▶ SELECTION
## start
Therefore, after due consideration of the affidavit of alleged bias and prejudice filed by plaintiff* and the answers thereto filed by the respective Justices, it is found:
(1) That Presiding Justice Minor Moore was not and is not biased and/or prejudiced against plaintiff (cf. Johnson v. State Bar, 4 Cal.2d 744, 759 , 52 P.2d 928);
(2) That Justice W. Turney Fox was not and is not biased and/or prejudiced against plaintiff (see Johnson v. State Bar, supra); and
(3) That plaintiff's objection that the Justices were biased and prejudiced was filed too late. The ruling as to which plaintiff endeavors to disqualify the Justices was made April 22, 1954, while his alleged statement of bias and prejudice was not filed until April 28, 1954. There is a total absence of any showing that the facts set forth in the alleged affidavit of bias and prejudice were not known by plaintiff on and prior to April 22, 1954.
The law is settled that the objection that a Justice is disqualified from hearing a cause must be made before the commencement of a hearing of any issue of fact; if made thereafter the objection is deemed to have been waived. It is obvious that this rule was not complied with in the instant case. (People v. Schoonderwood, 72 Cal.App.2d 125, 126, 164 P.2d 69.)
## end
▶ EXERCISE REQUIREMENTS
1. Please summarize the bias ruling in two sentences.
2. Write the next passage of the bias ruling, picking up after its final sentence.

(Records drawn from a collection)
## start
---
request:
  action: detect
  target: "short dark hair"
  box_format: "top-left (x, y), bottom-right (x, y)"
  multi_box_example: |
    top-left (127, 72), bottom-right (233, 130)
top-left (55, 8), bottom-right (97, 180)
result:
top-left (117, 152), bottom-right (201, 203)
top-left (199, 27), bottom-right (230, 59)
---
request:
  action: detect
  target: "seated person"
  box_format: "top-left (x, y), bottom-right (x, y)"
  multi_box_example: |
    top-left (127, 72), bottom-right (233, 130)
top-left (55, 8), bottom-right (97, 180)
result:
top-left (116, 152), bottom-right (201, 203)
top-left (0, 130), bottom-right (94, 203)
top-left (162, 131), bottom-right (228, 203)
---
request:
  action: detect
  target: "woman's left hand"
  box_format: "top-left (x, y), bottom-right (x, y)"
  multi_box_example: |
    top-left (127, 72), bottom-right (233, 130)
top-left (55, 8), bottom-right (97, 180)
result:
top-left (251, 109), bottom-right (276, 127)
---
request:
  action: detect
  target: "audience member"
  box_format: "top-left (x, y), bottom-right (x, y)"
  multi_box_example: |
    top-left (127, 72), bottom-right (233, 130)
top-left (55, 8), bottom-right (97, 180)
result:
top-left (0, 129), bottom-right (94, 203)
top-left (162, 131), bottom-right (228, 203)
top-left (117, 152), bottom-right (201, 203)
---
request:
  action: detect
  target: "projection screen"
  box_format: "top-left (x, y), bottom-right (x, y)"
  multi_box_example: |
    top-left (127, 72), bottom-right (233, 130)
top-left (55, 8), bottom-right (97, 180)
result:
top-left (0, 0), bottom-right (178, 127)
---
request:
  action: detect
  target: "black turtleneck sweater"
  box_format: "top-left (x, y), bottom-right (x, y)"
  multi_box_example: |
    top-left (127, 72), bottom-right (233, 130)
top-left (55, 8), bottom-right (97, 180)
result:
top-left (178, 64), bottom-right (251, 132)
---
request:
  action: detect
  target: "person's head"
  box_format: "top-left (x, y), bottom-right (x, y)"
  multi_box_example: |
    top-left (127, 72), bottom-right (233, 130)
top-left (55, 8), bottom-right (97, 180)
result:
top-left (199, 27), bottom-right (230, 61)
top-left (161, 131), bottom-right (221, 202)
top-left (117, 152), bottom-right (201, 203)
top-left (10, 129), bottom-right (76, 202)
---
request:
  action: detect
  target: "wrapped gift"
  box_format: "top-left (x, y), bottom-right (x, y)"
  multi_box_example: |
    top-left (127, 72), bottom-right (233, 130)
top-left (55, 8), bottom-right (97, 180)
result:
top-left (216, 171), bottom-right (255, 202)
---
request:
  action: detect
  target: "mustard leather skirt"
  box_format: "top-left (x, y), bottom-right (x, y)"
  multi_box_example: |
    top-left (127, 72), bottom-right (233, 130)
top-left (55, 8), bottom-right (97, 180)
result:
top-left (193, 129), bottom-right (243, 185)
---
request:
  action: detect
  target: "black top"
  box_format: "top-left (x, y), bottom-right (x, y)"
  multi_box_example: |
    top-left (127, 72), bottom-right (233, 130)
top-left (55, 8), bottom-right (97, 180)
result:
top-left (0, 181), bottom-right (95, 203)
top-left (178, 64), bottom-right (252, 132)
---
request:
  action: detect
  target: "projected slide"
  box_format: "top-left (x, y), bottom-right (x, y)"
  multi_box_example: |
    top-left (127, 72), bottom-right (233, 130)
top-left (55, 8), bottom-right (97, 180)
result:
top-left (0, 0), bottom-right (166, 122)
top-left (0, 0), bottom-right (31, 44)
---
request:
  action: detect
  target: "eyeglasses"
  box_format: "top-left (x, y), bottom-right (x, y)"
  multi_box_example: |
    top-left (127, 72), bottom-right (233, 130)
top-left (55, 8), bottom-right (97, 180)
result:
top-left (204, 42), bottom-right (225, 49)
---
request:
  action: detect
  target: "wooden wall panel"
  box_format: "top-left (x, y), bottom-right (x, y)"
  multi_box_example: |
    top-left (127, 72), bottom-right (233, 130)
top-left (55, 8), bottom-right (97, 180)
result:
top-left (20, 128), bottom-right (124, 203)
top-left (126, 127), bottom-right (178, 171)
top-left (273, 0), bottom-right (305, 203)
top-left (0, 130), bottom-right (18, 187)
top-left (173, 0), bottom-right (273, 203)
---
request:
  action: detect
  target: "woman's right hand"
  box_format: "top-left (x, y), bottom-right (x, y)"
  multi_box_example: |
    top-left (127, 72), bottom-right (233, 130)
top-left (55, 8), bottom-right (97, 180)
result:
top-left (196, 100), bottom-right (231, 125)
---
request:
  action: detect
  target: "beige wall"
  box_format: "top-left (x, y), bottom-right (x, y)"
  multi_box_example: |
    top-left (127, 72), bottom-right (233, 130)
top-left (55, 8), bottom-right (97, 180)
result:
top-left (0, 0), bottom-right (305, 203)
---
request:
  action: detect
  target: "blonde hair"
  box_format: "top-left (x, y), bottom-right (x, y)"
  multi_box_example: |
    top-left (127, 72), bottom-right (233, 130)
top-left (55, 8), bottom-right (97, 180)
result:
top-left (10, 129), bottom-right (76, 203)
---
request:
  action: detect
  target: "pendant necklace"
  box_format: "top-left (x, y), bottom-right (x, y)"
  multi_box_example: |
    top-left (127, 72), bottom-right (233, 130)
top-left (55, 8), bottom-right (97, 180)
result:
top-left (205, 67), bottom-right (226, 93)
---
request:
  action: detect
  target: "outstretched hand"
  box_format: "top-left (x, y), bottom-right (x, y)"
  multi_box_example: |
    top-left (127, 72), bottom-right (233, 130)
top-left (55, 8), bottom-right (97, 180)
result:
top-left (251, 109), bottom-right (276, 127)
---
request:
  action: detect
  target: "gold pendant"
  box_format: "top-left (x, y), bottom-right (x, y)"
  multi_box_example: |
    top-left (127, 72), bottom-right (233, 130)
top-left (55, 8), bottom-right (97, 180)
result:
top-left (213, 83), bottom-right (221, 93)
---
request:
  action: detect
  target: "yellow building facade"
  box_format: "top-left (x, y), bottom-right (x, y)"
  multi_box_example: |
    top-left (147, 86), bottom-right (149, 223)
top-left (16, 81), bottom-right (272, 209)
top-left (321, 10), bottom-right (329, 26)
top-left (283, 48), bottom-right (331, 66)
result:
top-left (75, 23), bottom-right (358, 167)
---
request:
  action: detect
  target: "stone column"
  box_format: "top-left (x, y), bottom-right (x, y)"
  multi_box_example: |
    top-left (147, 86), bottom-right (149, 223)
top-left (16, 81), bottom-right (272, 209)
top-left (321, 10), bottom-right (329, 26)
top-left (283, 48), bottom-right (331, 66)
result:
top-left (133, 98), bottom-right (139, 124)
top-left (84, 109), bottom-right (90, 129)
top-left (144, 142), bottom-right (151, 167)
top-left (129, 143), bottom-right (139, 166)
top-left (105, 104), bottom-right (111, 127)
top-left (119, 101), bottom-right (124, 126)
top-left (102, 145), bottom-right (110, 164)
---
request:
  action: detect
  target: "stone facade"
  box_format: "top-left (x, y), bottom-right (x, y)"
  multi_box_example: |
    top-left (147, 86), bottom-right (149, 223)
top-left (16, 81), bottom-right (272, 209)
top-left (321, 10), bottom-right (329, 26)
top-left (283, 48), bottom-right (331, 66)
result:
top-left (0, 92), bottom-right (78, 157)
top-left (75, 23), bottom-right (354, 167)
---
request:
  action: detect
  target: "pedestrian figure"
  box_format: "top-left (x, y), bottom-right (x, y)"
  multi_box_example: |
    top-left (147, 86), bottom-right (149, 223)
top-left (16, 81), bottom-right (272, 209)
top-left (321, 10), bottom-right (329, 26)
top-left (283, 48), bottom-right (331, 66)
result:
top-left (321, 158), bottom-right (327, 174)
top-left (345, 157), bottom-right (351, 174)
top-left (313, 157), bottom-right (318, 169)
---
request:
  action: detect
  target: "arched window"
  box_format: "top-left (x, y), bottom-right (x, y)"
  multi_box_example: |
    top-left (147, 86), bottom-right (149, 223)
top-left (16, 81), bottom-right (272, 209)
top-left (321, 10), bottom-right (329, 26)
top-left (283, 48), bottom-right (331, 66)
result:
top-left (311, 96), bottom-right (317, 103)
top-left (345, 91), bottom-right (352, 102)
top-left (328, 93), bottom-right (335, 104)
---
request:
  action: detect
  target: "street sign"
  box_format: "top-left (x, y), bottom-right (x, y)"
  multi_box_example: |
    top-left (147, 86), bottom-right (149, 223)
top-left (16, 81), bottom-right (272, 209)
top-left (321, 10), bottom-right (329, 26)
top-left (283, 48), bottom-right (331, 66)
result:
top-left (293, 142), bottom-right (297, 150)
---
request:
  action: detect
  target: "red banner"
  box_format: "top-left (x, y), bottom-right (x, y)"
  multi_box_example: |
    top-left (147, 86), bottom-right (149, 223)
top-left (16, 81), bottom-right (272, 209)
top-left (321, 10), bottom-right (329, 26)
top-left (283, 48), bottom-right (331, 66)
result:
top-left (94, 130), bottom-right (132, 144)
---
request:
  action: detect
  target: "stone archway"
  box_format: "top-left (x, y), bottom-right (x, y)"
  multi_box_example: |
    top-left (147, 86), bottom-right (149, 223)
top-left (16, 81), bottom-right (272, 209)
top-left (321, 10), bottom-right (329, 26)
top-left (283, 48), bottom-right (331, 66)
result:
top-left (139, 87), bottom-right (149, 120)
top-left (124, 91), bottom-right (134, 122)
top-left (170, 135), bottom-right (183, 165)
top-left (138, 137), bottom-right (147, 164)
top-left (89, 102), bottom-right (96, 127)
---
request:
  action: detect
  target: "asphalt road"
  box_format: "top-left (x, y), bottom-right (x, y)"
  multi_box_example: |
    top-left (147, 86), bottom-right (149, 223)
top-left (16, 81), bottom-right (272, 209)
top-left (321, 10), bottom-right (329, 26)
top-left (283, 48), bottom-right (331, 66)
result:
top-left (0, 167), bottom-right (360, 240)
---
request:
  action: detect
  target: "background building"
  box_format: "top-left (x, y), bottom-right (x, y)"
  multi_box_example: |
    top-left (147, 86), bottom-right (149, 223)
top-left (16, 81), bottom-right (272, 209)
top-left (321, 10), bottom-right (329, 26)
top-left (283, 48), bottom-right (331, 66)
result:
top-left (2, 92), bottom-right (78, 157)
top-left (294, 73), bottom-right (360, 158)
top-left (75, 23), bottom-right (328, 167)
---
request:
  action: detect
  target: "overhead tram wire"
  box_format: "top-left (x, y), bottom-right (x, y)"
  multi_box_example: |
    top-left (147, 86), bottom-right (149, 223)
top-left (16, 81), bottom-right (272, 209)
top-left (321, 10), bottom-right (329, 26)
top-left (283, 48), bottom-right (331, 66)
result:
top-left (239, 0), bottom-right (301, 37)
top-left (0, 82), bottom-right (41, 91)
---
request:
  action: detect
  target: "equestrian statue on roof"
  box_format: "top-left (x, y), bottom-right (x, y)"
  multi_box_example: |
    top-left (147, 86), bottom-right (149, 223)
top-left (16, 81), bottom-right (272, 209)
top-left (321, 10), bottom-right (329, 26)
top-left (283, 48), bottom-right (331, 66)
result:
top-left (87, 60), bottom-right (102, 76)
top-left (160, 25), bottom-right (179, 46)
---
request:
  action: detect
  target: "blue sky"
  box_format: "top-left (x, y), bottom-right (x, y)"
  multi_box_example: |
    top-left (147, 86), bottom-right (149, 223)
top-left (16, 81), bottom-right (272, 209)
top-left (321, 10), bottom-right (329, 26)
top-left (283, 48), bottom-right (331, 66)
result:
## end
▶ ANSWERS FOR THE TASKS
1. The court found that neither Presiding Justice Minor Moore nor Justice W. Turney Fox was or is biased or prejudiced against the plaintiff. It also held the plaintiff's objection untimely: it was filed on April 28, 1954, after the April 22, 1954 ruling, and settled law treats an objection raised after a hearing on any issue of fact has begun as waived.

2.
FOOTNOTE. There being no provision in the statute (Code of Civil Procedure, sec. 170) (1) for the receipt of evidence other than the statement of bias and prejudice filed by the objecting party and the answer or answers thereto, or (2) for a formal presentation by motion with or without argument, an ex parte consideration of the evidence presented in the statement of the objecting party and the Justice's answer or answers thereto is a proper procedure for determining any issues which may be raised by the foregoing documents. (Bixby v. Hotchkis (hearing denied by the Supreme Court) 72 Cal.App.2d 368, 372 et seq., 164 P.2d 808.)